THE TASK: Rewrite every line of the items below as a JSON list of strings, one string per line, leaving out blank lines.
»»
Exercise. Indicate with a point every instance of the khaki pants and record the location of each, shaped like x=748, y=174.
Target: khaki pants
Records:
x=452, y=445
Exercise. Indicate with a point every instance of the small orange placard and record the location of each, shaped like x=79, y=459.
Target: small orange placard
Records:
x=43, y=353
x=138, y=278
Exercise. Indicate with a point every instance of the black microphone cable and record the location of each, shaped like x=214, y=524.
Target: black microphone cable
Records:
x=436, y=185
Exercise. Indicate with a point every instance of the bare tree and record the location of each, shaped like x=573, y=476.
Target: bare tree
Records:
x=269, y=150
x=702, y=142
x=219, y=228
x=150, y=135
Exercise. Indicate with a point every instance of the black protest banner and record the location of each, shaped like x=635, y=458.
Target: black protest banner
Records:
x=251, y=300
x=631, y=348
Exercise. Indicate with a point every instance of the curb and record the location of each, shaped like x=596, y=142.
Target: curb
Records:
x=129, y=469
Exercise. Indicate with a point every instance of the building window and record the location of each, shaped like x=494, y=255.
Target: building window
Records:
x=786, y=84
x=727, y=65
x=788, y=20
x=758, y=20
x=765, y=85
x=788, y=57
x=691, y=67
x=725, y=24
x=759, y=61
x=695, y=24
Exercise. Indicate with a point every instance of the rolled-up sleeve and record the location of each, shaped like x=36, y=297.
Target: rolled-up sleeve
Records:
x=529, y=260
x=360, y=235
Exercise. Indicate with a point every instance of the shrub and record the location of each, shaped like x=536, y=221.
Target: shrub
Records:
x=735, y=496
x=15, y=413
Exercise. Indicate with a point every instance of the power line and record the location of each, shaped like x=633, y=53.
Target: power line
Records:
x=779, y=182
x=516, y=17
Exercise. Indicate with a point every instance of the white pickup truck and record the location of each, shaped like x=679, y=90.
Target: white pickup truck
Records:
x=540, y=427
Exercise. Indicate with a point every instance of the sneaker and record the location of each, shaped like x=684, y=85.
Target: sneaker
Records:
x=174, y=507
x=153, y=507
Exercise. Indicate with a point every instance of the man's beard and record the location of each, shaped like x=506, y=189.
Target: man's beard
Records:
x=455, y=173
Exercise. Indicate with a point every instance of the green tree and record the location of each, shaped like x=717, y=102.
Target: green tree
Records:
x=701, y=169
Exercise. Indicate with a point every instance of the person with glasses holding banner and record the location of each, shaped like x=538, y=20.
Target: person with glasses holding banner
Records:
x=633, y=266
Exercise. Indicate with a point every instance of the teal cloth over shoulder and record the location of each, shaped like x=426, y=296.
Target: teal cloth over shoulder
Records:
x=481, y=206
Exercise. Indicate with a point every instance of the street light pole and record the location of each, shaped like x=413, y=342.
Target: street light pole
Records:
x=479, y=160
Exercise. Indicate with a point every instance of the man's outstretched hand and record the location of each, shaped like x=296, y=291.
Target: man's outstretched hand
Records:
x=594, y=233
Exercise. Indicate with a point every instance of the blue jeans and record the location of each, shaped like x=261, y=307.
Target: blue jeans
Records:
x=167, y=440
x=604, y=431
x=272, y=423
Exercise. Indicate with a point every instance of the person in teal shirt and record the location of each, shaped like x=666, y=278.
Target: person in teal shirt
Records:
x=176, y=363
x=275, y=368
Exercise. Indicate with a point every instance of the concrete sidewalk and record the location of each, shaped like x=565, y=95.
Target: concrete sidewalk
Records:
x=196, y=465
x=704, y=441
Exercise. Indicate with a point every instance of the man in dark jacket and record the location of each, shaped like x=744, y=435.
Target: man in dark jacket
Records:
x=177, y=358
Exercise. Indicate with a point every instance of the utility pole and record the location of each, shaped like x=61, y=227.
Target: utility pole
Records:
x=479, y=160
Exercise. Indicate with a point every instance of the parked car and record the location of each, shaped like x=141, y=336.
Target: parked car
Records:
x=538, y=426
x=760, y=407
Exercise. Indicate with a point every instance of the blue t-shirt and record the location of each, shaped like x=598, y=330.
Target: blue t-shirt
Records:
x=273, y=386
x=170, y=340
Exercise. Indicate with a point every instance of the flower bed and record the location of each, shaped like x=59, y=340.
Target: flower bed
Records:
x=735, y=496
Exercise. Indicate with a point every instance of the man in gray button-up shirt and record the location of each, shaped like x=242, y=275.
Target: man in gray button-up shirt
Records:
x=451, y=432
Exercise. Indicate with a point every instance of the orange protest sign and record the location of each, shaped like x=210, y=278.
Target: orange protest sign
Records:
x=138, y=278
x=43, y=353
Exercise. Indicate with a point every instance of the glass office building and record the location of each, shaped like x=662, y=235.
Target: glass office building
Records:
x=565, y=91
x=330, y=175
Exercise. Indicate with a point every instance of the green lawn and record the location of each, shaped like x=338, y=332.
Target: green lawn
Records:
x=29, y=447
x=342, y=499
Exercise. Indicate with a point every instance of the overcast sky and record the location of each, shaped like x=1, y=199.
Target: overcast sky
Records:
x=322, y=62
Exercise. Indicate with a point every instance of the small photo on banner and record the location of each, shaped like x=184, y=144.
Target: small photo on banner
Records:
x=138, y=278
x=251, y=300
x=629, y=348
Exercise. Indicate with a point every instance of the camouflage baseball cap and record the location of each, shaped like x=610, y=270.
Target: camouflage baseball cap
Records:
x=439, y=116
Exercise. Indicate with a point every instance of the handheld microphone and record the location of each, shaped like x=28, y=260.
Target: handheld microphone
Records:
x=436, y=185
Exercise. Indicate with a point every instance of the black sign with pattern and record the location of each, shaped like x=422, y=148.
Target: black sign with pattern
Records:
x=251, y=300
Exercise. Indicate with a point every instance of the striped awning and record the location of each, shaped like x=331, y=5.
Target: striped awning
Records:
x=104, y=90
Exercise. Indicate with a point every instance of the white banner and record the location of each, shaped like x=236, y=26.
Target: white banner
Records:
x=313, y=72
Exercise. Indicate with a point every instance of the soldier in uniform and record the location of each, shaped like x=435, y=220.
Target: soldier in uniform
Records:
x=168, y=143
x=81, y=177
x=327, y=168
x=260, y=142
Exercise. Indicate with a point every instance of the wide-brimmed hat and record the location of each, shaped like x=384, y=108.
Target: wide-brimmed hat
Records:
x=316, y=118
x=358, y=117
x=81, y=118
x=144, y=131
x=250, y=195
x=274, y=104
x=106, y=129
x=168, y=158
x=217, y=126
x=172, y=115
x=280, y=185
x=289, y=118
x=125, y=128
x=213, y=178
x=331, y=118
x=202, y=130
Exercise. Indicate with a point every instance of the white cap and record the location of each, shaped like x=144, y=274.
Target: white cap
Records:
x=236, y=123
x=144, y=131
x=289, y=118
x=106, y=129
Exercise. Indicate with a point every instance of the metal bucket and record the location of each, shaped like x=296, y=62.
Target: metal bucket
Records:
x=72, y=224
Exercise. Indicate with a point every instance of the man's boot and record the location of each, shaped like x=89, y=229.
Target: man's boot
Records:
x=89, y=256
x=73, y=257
««
COMPLETED TASK:
[
  "Exercise. Indicate with a point every instance of the khaki pants and record the location of each, shaped like x=748, y=174.",
  "Target: khaki pants",
  "Records:",
  "x=452, y=445",
  "Exercise. Indicate with a point every instance of the small orange placard and record the location of each, shaped like x=79, y=459.",
  "Target: small orange placard",
  "Records:",
  "x=43, y=353",
  "x=138, y=278",
  "Exercise. Indicate with a point every instance of the black microphone cable and record the location of each, shaped like x=214, y=524.",
  "Target: black microphone cable",
  "Records:",
  "x=436, y=185",
  "Exercise. Indicate with a point every instance of the bare tree and record the location of each, shaped like x=573, y=476.",
  "Target: bare tree",
  "Records:",
  "x=269, y=150",
  "x=702, y=142",
  "x=219, y=228",
  "x=150, y=135",
  "Exercise. Indicate with a point every instance of the black protest banner and record the location of each, shaped like x=635, y=458.",
  "Target: black protest banner",
  "Records:",
  "x=251, y=300",
  "x=631, y=348",
  "Exercise. Indicate with a point every instance of the curb and record the location of each, shaped like x=596, y=142.",
  "Target: curb",
  "Records:",
  "x=129, y=469",
  "Exercise. Indicate with a point every instance of the building window and record the location of each, shaped like x=494, y=255.",
  "Target: building window",
  "Records:",
  "x=786, y=84",
  "x=727, y=65",
  "x=788, y=20",
  "x=758, y=20",
  "x=765, y=85",
  "x=788, y=57",
  "x=691, y=67",
  "x=725, y=24",
  "x=759, y=61",
  "x=695, y=24",
  "Exercise. Indicate with a point every instance of the rolled-up sleeve and record the location of each, shaped like x=36, y=297.",
  "Target: rolled-up sleeve",
  "Records:",
  "x=529, y=260",
  "x=360, y=235",
  "Exercise. Indicate with a point every instance of the shrub and record the location of each, shaped like x=536, y=221.",
  "Target: shrub",
  "Records:",
  "x=735, y=496",
  "x=15, y=413",
  "Exercise. Indicate with a point every instance of the power line and record the location of each, shaped like x=633, y=53.",
  "Target: power line",
  "Records:",
  "x=779, y=182",
  "x=516, y=17",
  "Exercise. Indicate with a point every instance of the white pickup truck and record the location of each, shaped like x=679, y=90.",
  "Target: white pickup truck",
  "Records:",
  "x=540, y=427",
  "Exercise. Indicate with a point every instance of the sneaker and record the location of each, shaped like x=684, y=85.",
  "Target: sneaker",
  "Records:",
  "x=174, y=507",
  "x=153, y=507",
  "Exercise. Indicate with a point every instance of the man's beard and record the location of each, shaped like x=506, y=189.",
  "Target: man's beard",
  "Records:",
  "x=455, y=173",
  "Exercise. Indicate with a point every instance of the green tree and record the location of each, shaped like x=717, y=102.",
  "Target: green tree",
  "Records:",
  "x=701, y=169",
  "Exercise. Indicate with a point every instance of the person with glasses holding banner and record the location of each, shaped like x=538, y=20.",
  "Target: person with glasses holding banner",
  "Records:",
  "x=633, y=266",
  "Exercise. Indicate with a point every instance of the teal cloth over shoulder and record the location of each, shaped like x=426, y=296.",
  "Target: teal cloth over shoulder",
  "Records:",
  "x=481, y=206",
  "Exercise. Indicate with a point every instance of the street light pole and record the location of each, shaped like x=413, y=342.",
  "Target: street light pole",
  "Records:",
  "x=479, y=160",
  "Exercise. Indicate with a point every instance of the man's outstretched hand and record the location of each, shaped like x=296, y=291.",
  "Target: man's outstretched hand",
  "Records:",
  "x=594, y=233",
  "Exercise. Indicate with a point every instance of the blue jeans and record the location of each, shaped like x=261, y=307.",
  "Target: blue jeans",
  "Records:",
  "x=167, y=440",
  "x=604, y=431",
  "x=272, y=423",
  "Exercise. Indicate with a point every instance of the person in teal shirt and record the location of each, shaped like x=666, y=278.",
  "Target: person in teal shirt",
  "Records:",
  "x=176, y=363",
  "x=275, y=368",
  "Exercise. Indicate with a point every instance of the concrete sidewalk and record the location of each, shaped like x=565, y=95.",
  "Target: concrete sidewalk",
  "Records:",
  "x=196, y=465",
  "x=704, y=441",
  "Exercise. Indicate with a point every instance of the man in dark jacket and record the location of each, shaped like x=744, y=435.",
  "Target: man in dark jacket",
  "Records:",
  "x=177, y=358",
  "Exercise. Indicate with a point every instance of the utility pole and record the location of each, shaped like x=61, y=227.",
  "Target: utility pole",
  "Records:",
  "x=479, y=160",
  "Exercise. Indicate with a point every instance of the parked car and record the location of each, shaped like x=141, y=336.",
  "Target: parked car",
  "Records:",
  "x=538, y=426",
  "x=760, y=407",
  "Exercise. Indicate with a point every instance of the blue t-shirt and record the location of each, shaped like x=598, y=330.",
  "Target: blue t-shirt",
  "Records:",
  "x=273, y=386",
  "x=170, y=340",
  "Exercise. Indicate with a point every instance of the flower bed and record the location of each, shaped like x=59, y=340.",
  "Target: flower bed",
  "Records:",
  "x=735, y=496",
  "Exercise. Indicate with a point every instance of the man in gray button-up shirt and record the location of each, shaped like x=242, y=275.",
  "Target: man in gray button-up shirt",
  "Records:",
  "x=451, y=432",
  "Exercise. Indicate with a point every instance of the orange protest sign and record the location of each, shaped like x=210, y=278.",
  "Target: orange protest sign",
  "Records:",
  "x=138, y=278",
  "x=43, y=353",
  "Exercise. Indicate with a point every instance of the glass office building and record the location of each, shaped like x=662, y=235.",
  "Target: glass office building",
  "Records:",
  "x=565, y=91",
  "x=330, y=175",
  "Exercise. Indicate with a point every instance of the green lawn and record the location of each, shaped like x=338, y=332.",
  "Target: green lawn",
  "Records:",
  "x=29, y=447",
  "x=342, y=499",
  "Exercise. Indicate with a point every instance of the overcast sky and record the location of each, shaped like x=1, y=199.",
  "Target: overcast sky",
  "Records:",
  "x=322, y=62",
  "Exercise. Indicate with a point every instance of the small photo on banner and record the location of each, shaped like x=184, y=144.",
  "Target: small photo on banner",
  "Records:",
  "x=138, y=278",
  "x=251, y=300",
  "x=629, y=348",
  "Exercise. Indicate with a point every instance of the camouflage baseball cap and record the location of each, shaped like x=610, y=270.",
  "Target: camouflage baseball cap",
  "Records:",
  "x=439, y=116",
  "Exercise. Indicate with a point every instance of the handheld microphone and record the location of each, shaped like x=28, y=260.",
  "Target: handheld microphone",
  "Records:",
  "x=436, y=185",
  "Exercise. Indicate with a point every instance of the black sign with pattern and record the location of each, shaped like x=422, y=148.",
  "Target: black sign with pattern",
  "Records:",
  "x=251, y=300",
  "Exercise. Indicate with a point every instance of the striped awning and record the location of each, shaped like x=331, y=5.",
  "Target: striped awning",
  "Records:",
  "x=104, y=90",
  "Exercise. Indicate with a point every instance of the white banner and record the location of each, shaped like x=236, y=26.",
  "Target: white banner",
  "Records:",
  "x=313, y=72",
  "Exercise. Indicate with a point every instance of the soldier in uniform and record the location of each, shaped like x=435, y=220.",
  "Target: soldier in uniform",
  "Records:",
  "x=168, y=143",
  "x=81, y=177",
  "x=327, y=168",
  "x=260, y=142",
  "Exercise. Indicate with a point every instance of the wide-brimmed hat and record the location of each, shaped like x=384, y=108.",
  "Target: wide-brimmed hat",
  "Records:",
  "x=316, y=118",
  "x=358, y=117",
  "x=81, y=118",
  "x=144, y=131",
  "x=250, y=195",
  "x=274, y=104",
  "x=106, y=129",
  "x=168, y=158",
  "x=217, y=126",
  "x=172, y=115",
  "x=280, y=185",
  "x=289, y=118",
  "x=125, y=128",
  "x=213, y=178",
  "x=331, y=118",
  "x=202, y=130",
  "Exercise. Indicate with a point every instance of the white cap and record the location of each, shaped like x=144, y=274.",
  "Target: white cap",
  "Records:",
  "x=236, y=123",
  "x=144, y=131",
  "x=289, y=118",
  "x=106, y=129",
  "Exercise. Indicate with a point every instance of the metal bucket and record the location of each, shaped like x=296, y=62.",
  "Target: metal bucket",
  "Records:",
  "x=72, y=224",
  "Exercise. Indicate with a point every instance of the man's boot and record the location of each, shaped like x=89, y=229.",
  "Target: man's boot",
  "Records:",
  "x=89, y=256",
  "x=73, y=257"
]